# Data provided:
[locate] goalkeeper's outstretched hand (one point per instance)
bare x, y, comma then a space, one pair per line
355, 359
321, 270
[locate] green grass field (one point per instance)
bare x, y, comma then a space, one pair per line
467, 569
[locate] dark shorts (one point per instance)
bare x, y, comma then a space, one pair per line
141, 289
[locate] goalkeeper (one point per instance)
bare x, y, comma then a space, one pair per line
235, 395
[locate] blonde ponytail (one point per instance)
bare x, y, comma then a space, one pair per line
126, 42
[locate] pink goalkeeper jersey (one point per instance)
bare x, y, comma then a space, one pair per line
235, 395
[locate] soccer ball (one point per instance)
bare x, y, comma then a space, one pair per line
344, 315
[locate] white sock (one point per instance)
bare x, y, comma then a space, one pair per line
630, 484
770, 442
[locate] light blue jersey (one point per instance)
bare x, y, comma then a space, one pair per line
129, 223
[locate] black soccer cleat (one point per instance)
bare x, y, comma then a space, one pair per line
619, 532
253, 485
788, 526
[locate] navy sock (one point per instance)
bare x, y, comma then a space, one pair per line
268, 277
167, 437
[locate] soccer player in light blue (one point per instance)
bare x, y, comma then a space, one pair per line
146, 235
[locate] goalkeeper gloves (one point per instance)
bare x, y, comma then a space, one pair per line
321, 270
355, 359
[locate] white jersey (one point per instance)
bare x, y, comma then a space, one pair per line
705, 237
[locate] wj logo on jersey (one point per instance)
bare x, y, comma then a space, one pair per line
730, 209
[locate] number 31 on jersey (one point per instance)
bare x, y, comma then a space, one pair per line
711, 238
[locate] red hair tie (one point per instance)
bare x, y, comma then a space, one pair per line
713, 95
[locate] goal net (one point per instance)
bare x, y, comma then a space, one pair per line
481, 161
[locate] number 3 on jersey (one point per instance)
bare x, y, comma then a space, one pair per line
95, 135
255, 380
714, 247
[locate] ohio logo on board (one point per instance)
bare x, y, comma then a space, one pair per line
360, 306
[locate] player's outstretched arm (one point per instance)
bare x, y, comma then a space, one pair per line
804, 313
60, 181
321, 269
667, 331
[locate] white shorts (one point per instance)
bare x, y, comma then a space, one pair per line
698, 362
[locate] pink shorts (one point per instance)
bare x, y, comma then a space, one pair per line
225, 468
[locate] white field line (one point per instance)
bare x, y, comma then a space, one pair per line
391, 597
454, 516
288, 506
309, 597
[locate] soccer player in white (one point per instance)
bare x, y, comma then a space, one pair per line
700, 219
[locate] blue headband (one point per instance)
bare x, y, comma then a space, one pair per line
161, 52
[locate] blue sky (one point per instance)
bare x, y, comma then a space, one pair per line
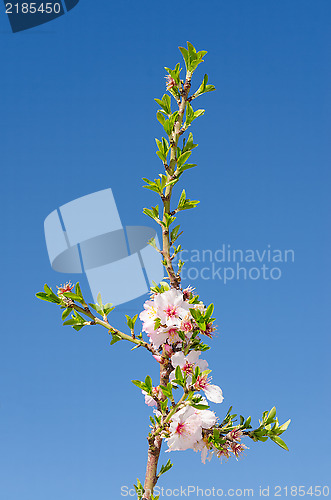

# Objective:
Please render every line of the listing above as a Markdown table with two columns, Row for the running number and Entry for the line itself, skipping blank lines. Leave the pictures out of the answer.

# The output:
| Row | Entry |
|---|---|
| 1 | [locate] goalkeeper's outstretched hand (one point per instance) |
| 2 | bare x, y, comma then a space, one pair per line |
| 3 | 355, 359 |
| 4 | 321, 270 |
| 5 | [locate] green grass field (one point per instance) |
| 6 | bare x, y, comma then a space, one pair per line |
| 7 | 467, 569 |
| 8 | [locate] dark shorts (one point per instance) |
| 9 | bare x, y, comma then a space, one pair per line |
| 10 | 141, 289 |
| 11 | [locate] goalkeeper (one point per instance) |
| 12 | bare x, y, comma then a space, one pair per line |
| 13 | 235, 395 |
| 14 | [locate] blonde ponytail (one point per instance) |
| 15 | bare x, y, comma then a space, one pair per line |
| 16 | 126, 42 |
| 17 | [locate] pink goalkeeper jersey (one point per instance) |
| 18 | bare x, y, comma then a space, one pair per line |
| 19 | 235, 395 |
| 20 | [locate] soccer ball (one point per instance) |
| 21 | bare x, y, comma then a space, one pair per line |
| 22 | 344, 315 |
| 23 | [locate] white sock (one point per instance) |
| 24 | bare x, y, comma then a space, one pair per line |
| 25 | 630, 484 |
| 26 | 770, 442 |
| 27 | [locate] light blue jersey (one point per instance) |
| 28 | bare x, y, comma then a space, one pair per line |
| 29 | 129, 223 |
| 30 | [locate] black soccer cleat (one point per instance) |
| 31 | bare x, y, comma then a space, one pair per line |
| 32 | 619, 532 |
| 33 | 253, 485 |
| 34 | 788, 526 |
| 35 | [locate] navy sock (one point per instance) |
| 36 | bare x, y, comma then a space, one pair per line |
| 37 | 268, 277 |
| 38 | 167, 437 |
| 39 | [locate] soccer player in light blue (one point per instance) |
| 40 | bare x, y, comma then a space, one pair per line |
| 41 | 146, 235 |
| 42 | [locate] goalkeeper gloves (one point per instance) |
| 43 | bare x, y, comma then a space, one pair per line |
| 44 | 321, 270 |
| 45 | 355, 359 |
| 46 | [locate] white jersey (one point per instance) |
| 47 | bare x, y, comma then a space, one pair per line |
| 48 | 705, 237 |
| 49 | [locate] wj logo on jersey (one point per instance) |
| 50 | bare x, y, comma then a space, one pair per line |
| 51 | 730, 209 |
| 52 | [locate] number 31 on jersey (one point per instance) |
| 53 | bare x, y, comma then a space, one pair per line |
| 54 | 711, 238 |
| 55 | [locate] red hair tie (one point per instance) |
| 56 | bare x, y, comma then a space, one pair per line |
| 57 | 713, 95 |
| 58 | [locate] goal net (one point per instance) |
| 59 | bare x, y, comma then a space, one pair per line |
| 60 | 481, 161 |
| 61 | [locate] number 3 on jersey (one point per instance) |
| 62 | bare x, y, comma then a space, one pair per line |
| 63 | 95, 135 |
| 64 | 255, 380 |
| 65 | 714, 247 |
| 66 | [locate] ohio logo on board (one point per instance) |
| 67 | bare x, y, comma then a space, one pair per line |
| 68 | 360, 306 |
| 69 | [locate] player's outstretched arm (one point per instance) |
| 70 | bare x, y, comma then a space, one pair per line |
| 71 | 804, 313 |
| 72 | 60, 181 |
| 73 | 321, 269 |
| 74 | 667, 331 |
| 75 | [locate] white shorts (one point per instance) |
| 76 | bare x, y, comma then a space, one pair per line |
| 77 | 698, 362 |
| 78 | [locate] pink shorts (one point per instance) |
| 79 | bare x, y, comma then a space, one pair per line |
| 80 | 225, 468 |
| 81 | [locate] white field line (one point per instance) |
| 82 | bare x, y, comma then a space, one pair per line |
| 83 | 391, 597 |
| 84 | 454, 516 |
| 85 | 288, 506 |
| 86 | 309, 597 |
| 87 | [locate] soccer player in white (one point per instance) |
| 88 | bare x, y, comma then a space, one pair per line |
| 89 | 700, 219 |
| 90 | [locate] blue headband (one point per instance) |
| 91 | bare x, y, comma then a space, one pair per line |
| 92 | 161, 52 |
| 93 | [locate] blue sky (one point per instance) |
| 94 | bare x, y, comma then a space, one pair per line |